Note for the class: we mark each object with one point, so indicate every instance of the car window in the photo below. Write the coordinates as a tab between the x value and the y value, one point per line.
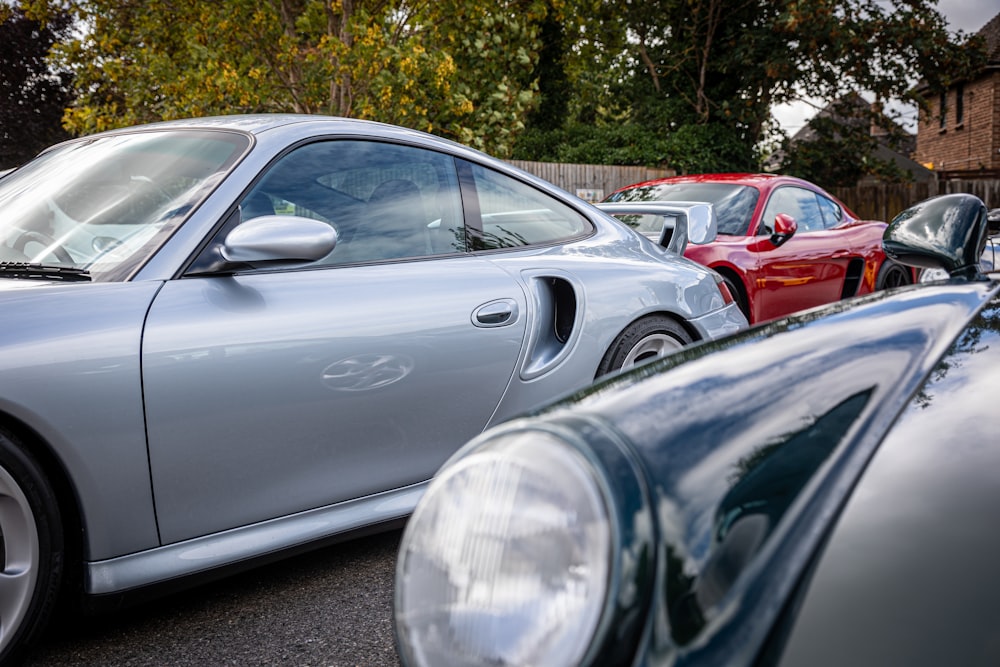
386	201
831	212
799	203
734	204
513	214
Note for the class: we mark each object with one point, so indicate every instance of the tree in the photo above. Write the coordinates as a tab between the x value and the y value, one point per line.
722	65
452	67
33	95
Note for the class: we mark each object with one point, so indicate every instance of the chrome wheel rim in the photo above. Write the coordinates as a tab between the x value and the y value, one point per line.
18	556
651	347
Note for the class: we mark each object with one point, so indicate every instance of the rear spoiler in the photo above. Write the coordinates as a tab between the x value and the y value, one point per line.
948	232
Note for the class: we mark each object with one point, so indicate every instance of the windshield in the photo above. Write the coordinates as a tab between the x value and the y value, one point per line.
104	205
734	204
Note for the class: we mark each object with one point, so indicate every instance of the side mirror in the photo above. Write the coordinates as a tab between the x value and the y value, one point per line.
948	232
272	240
784	228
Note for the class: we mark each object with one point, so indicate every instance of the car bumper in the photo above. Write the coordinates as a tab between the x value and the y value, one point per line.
719	323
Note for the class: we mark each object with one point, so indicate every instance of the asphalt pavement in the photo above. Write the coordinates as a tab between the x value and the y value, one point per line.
330	608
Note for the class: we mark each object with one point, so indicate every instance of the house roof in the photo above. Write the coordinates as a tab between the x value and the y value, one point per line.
991	35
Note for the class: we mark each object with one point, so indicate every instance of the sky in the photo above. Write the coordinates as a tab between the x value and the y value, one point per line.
965	15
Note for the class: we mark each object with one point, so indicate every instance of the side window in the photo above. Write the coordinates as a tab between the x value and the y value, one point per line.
514	214
386	201
832	213
799	203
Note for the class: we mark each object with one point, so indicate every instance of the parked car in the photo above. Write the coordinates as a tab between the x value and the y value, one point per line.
818	490
784	244
990	258
227	338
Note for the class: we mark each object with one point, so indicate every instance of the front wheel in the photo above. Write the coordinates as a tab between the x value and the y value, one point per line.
892	274
647	338
31	549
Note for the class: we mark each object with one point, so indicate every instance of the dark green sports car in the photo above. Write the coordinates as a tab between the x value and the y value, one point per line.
821	490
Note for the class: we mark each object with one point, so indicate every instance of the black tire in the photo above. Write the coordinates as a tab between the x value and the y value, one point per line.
645	339
892	274
738	293
31	549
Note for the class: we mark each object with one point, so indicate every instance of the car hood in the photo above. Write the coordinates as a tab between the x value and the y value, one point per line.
774	425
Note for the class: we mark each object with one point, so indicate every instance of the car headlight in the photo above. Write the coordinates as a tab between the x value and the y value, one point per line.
514	555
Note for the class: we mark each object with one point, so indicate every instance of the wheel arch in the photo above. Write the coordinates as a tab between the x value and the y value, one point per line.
737	278
688	328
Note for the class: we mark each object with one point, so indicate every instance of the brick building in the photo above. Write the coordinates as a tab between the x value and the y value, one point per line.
964	141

# # #

WORK ORDER: Only the pictures are to be left out; repeat all other material exactly.

EXERCISE RESPONSE:
Note for the class: we mark each object with one point, so indicate every instance of the car window in the photo below. Write the coordinates as a tab between the x value and the y value, one point per line.
386	201
831	212
799	203
734	204
513	214
Note for the class: we mark each object with one point, so indicate every instance of the tree in the photo above. Write the coordinates as a tab between the x value and the y value, one point per line.
722	65
452	67
33	95
Note for the class: we mark each object with one point, so indicate every instance of the chrome wheel rim in the photo above. Write the coordinates as a tab between the x value and the y value, one point per line.
18	556
651	347
Note for the class: we mark each object with one point, so indicate every instance of the rear spoiler in the photo above. Write the coordinates as a tab between the x value and the y value, one point per line.
948	232
Note for the class: we mark each object with one point, so indicate every instance of the windshield in the photo above. Write the coordinates as a tab between the x value and the y value, one point per line.
104	205
734	204
Note for the class: we mark each object with one point, so indicate every instance of the side mirror in the photo above. Write the coordinates as a tab between the x value and the y value, one point per line.
948	232
272	240
784	228
Note for the class: we mark each object with one point, so indicate every instance of the car bumper in the photo above. Write the coordinates as a tab between the x value and the y value, one point per line.
719	323
Note for the class: we mark each object with one point, so indicate every instance of the asphalt pavement in the photo above. Write the coordinates as a tab between the x value and the y value, one point per line.
330	608
Note for the class: we mark each object with one point, so indicate every instance of the house roof in the photo above. Write the coordinates as a tab between the x value and the y value, one point per line.
991	35
Note for the class: we mark each object with one point, so indicate every instance of the sky in the photo above. Write the coordinates as a tab between the x value and the y value, one point per line.
965	15
Note for the class: we mark each object with one point, so indicate every instance of the side window in the photo above. Write the coordinates as a tab between the x value and the y value, one point per line.
514	214
386	201
832	213
799	203
Note for the class: we mark each object with one point, so indicate every instance of the parked car in the photo above. Write the coordinates as a tab between the x value and the y value, one point per line.
818	490
784	244
990	258
227	338
Note for the class: we mark each object with one point, so indicate every instance of the front wheel in the photo above. Write the coordinates as a tab between the x value and the y value, one point per line.
892	274
647	338
31	549
Note for the class: we mark each object with one point, so indicate every instance of the dark green sports car in the photo above. Write the coordinates as a tab between the x value and the y value, one point per line.
821	490
Note for the class: we mark each object with one point, so indicate every instance of the black tire in the photo above. Write the coordinates as a tab between the x value and the y value, one point per line.
645	339
892	274
738	293
31	549
Note for the class: we mark each object with one point, so indicate every instance of the car hood in the photo above. Write the coordinates as a tab between the x value and the y value, one point per line.
774	425
Note for the class: we mark each object with one point, so indicate every instance of the car headlight in the photo above. Write the coordinates as a tab between the x value and the y value, one point per line.
514	555
Note for the class: we mark each object with one point, so indicate every instance of the wheel arch in the photo above. Write the coordinates as a tab between the x value and the y value, one point per line.
737	278
688	328
Note for the class: we mark each object with one point, so indicate every instance of the brick building in the photo above. Write the coordinates as a tab between the x value and the y value, one point per line.
964	141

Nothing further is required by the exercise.